EXERCISE DESCRIPTION: Pick up the review of the novel Our Violent Ends right after its last paragraph and keep writing it in the same voice.

TEXT SHOWN:
Our Violent Ends
- Author: Chloe Gong
- Genre: YA Fantasy
- Publication Date: November 16, 2021
- Publisher: Margaret K. McElderry Books
- Series: These Violent Delights #2
Thank you to NetGalley for providing me with an ARC of this book. I am offering my honest opinion voluntarily.
CONTENT WARNING: murder, gun violence, blood, violence, gore, grief, death of children
Beware — this review may include some spoilers for These Violent Delights, so if you haven’t read it yet, you might want to skip this review.
The year is 1927, and Shanghai teeters on the edge of revolution.
After sacrificing her relationship with Roma to protect him from the blood feud, Juliette has been a girl on a mission. One wrong move, and her cousin will step in to usurp her place as the Scarlet Gang’s heir. The only way to save the boy she loves from the wrath of the Scarlets is to have him want her dead for murdering his best friend in cold blood. If Juliette were actually guilty of the crime Roma believes she committed, his rejection might sting less.
Roma is still reeling from Marshall’s death, and his cousin Benedikt will barely speak to him. Roma knows it’s his fault for letting the ruthless Juliette back into his life, and he’s determined to set things right—even if that means killing the girl he hates and loves with equal measure.
Then a new monstrous danger emerges in the city, and though secrets keep them apart, Juliette must secure Roma’s cooperation if they are to end this threat once and for all. Shanghai is already at a boiling point: The Nationalists are marching in, whispers of civil war brew louder every day, and gangster rule faces complete annihilation. Roma and Juliette must put aside their differences to combat monsters and politics, but they aren’t prepared for the biggest threat of all: protecting their hearts from each other.
I read this as a buddy read with Becky @ Becky’s Book Blog, and the two of us basically just fangirled for the majority of our discussion. We had both really been looking forward to reading this, and the conclusion to this duology didn’t let us down at all. There were just so many things to love about this book, and nothing I didn’t like, so I’m just going to run through the things that I enjoyed and why.
The characters. While there were a couple that I actually despised and was hoping they’d die, the ones that I fell in love with from These Violent Delights were just as amazing in this book. Juliette is still a feminist badass, but goes through such an immense arc of character growth that I couldn’t help but be astounded. Roma is still the cinnamon roll, but his character arc was a little more back and forth. He’s so emotionally tortured in this book. And don’t even get me started on Benedikt and Marshall, and Kathleen and Rosalind. I loved them all, even as they were struggling with their own individual and group issues.
The geopolitical issues. Gong dealt with the historical issues facing Shanghai in such a fabulous and accessible way. I’m not overly familiar with Chinese history, but she kind of portrayed Shanghai as a pie being fought over by the gangs, imperialist foreigners, the Nationalists, and the Communists, and although the gangs could have worked together to fight the opposing forces, they just weren’t willing or able to set aside their blood feud to work join forces. It also portrayed Shanghai as another character, as a living entity.

EXTRACTED ENTRIES:
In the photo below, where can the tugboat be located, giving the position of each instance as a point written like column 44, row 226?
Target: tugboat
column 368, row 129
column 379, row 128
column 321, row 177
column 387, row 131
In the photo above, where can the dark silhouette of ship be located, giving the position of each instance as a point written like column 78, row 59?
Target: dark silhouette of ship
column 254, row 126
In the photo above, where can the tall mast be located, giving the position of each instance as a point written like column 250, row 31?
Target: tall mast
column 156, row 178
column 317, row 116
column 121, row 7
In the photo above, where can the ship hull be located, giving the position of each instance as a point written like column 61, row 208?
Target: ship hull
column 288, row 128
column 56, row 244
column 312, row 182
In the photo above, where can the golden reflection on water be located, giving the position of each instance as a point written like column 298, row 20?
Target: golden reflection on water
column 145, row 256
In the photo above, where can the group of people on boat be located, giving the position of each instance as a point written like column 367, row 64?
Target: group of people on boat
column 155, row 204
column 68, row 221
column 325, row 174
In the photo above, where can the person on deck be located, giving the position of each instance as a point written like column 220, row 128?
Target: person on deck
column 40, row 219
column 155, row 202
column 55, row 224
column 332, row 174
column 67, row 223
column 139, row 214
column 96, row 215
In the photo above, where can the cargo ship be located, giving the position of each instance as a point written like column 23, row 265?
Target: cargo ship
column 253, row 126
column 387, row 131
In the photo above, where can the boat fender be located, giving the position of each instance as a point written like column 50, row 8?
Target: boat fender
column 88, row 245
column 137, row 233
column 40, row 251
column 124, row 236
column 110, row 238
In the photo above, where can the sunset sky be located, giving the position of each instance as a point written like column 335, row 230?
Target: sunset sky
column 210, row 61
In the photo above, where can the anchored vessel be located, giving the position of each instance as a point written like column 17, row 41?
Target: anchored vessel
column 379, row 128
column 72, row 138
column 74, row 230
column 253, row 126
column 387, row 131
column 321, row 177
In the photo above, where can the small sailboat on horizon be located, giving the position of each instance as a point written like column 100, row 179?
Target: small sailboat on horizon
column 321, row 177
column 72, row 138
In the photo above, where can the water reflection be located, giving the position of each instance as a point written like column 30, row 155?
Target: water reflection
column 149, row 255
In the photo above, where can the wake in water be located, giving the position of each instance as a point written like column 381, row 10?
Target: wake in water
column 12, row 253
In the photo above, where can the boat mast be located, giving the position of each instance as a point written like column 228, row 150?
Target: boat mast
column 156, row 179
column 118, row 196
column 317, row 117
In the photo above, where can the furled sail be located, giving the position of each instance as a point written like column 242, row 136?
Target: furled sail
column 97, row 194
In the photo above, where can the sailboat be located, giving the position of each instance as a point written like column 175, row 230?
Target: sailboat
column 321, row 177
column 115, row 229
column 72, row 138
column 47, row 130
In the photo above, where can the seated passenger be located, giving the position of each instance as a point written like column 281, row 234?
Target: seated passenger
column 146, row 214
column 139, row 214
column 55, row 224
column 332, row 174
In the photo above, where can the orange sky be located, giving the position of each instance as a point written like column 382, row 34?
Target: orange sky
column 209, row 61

TASK RESULT:
The tension. There’s a thick undercurrent of tension running throughout the story that only gets heavier towards the end of the book. The feeling of *something* is going to happen only got stronger as I read on, and I know that Becky felt the same way because we struggled to stop reading at the designated discussion points.
The way Gong stuck to the original play but also made it her own. Although I’m not a huge Shakespeare fan, I had to read Romeo and Juliet in school. It was a long time ago, but I do remember the original structure of the story. The duology has enough echoes of the original story, but Gong has definitely put her own distinctive spin on it. Adding a feminist flair by making Juliette undoubtedly the star of the show, ensuring that diversity has a central place in the story, throwing in the monster as a fantasy element, and bringing the story into the complicated era of the 1920s with the cultural and political changes occurring just breathed fresh life into this tired old story.
The romance. Although this is an enemies to lovers to enemies and back to lovers story, I never got tired of the dynamic between Roma and Juliette. The banter and violence between them only amped it up, and the changed gender roles, with Juliette often playing the aggressor and Roma the cinnamon roll was a fascinating switch that kept me hooked on them. I couldn’t wait to see what would happen next.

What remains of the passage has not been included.